**Requests:**
• 1. Answer these from the biography of the architect Ann:
(a) Where did she earn her bachelor of architecture degree, and in what year?
(b) Who was her earlier partner in practice?
(c) What position has she held since 2007?
• 2. Carry on the biography of the architect Ann from the point where it stops.

Ann is an architect, writer, and educator. Believing in the vital exchange between ideas and architecture, thought and action, she has founded her practice on both commissioned work and theoretical projects. Produced independently, and in previous partnership with Guillaume Jullian de la Fuente, her portfolio exhibits a thoroughness of approach -- straightforward and optimistic, yet sophisticated and elegant. Exhibited and published extensively, her work has developed a reputation for the manner in which it poeticizes the intersection between landscape, architecture, culture and technology.

Ann obtained her bachelor of architecture degree from Cornell in 1979 and her master of architecture from Princeton in 1983. In between, she served her professional apprenticeship in Chicago where the craft and technology of building fused with her design and theoretical interests. In the mid eighties, she opened her first professional office in Los Angeles and, after three years in practice there, returned to the east coast where she taught and pract iced at Cornell and MIT for fourteen years. Since 2007, she has been the Director of the Knowlton School of Architecture at the Ohio State University.

**Stored data:**
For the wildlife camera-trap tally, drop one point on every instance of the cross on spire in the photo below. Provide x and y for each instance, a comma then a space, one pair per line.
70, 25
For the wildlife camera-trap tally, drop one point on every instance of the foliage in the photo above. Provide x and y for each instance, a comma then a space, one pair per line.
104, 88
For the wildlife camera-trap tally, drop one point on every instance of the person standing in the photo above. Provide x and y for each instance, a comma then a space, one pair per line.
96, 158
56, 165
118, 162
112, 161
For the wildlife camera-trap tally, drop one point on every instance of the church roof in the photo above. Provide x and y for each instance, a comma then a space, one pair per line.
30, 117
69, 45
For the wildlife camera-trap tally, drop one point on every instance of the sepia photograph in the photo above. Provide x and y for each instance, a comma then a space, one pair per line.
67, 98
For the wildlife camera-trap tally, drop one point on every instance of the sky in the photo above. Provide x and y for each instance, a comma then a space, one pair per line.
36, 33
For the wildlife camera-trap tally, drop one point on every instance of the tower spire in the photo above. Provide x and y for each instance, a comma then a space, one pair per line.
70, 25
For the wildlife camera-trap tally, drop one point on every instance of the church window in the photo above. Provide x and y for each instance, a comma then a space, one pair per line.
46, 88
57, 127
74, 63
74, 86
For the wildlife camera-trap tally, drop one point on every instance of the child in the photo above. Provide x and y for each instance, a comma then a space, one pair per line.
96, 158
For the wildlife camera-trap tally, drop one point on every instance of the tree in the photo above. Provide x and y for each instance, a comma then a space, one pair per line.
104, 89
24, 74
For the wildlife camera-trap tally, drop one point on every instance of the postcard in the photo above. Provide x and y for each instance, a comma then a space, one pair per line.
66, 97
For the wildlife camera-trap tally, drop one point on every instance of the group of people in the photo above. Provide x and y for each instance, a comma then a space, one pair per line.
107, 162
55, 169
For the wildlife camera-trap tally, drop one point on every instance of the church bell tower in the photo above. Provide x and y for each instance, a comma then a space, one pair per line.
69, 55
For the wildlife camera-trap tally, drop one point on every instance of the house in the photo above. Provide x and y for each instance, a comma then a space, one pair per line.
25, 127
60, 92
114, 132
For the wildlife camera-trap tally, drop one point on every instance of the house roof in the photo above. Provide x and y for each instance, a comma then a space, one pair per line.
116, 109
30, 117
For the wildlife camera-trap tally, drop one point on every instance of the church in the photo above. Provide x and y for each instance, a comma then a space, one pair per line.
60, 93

**Answers per task:**
• 1.
(a) Cornell, in 1979.
(b) Guillaume Jullian de la Fuente.
(c) Director of the Knowlton School of Architecture at the Ohio State University.

• 2.
Portfolio projects of note include: Campus Design and first buildings for the Asian University for Women, Chittagong, Bangladesh; house for Dr. Carl Sagan and Ann Druyan, Ithaca; award winning bioclimatic house, Tenerife; several competition prizes and awards (Palos Verdes Art Center, Hotel in Nahuel Huapi Park, Argentina, Jyväskylä Music and Art Center, Finland, Little Bighorn Indian Memorial, Montana, Church and Community Center for the Diocese of Rome, Prototypical Head Start facility, New Congress Hall for Valparaíso, Chile). She has several books, and numerous articles, most recently: Games for Shanghai on the use of game design in design studios, and Innovation Ecotones,’ a paper for an innovative model for education.

She is a regular speaker in many venues, and has strong ties to South America where she has worked for over twenty years, to Asia through Bangladesh, India, China and Singapore, and to Europe. Ann and her late husband, Guillaume Jullian de la Fuente, have one daughter Marianne who this autumn will enter the Integrated Science Program at Princeton.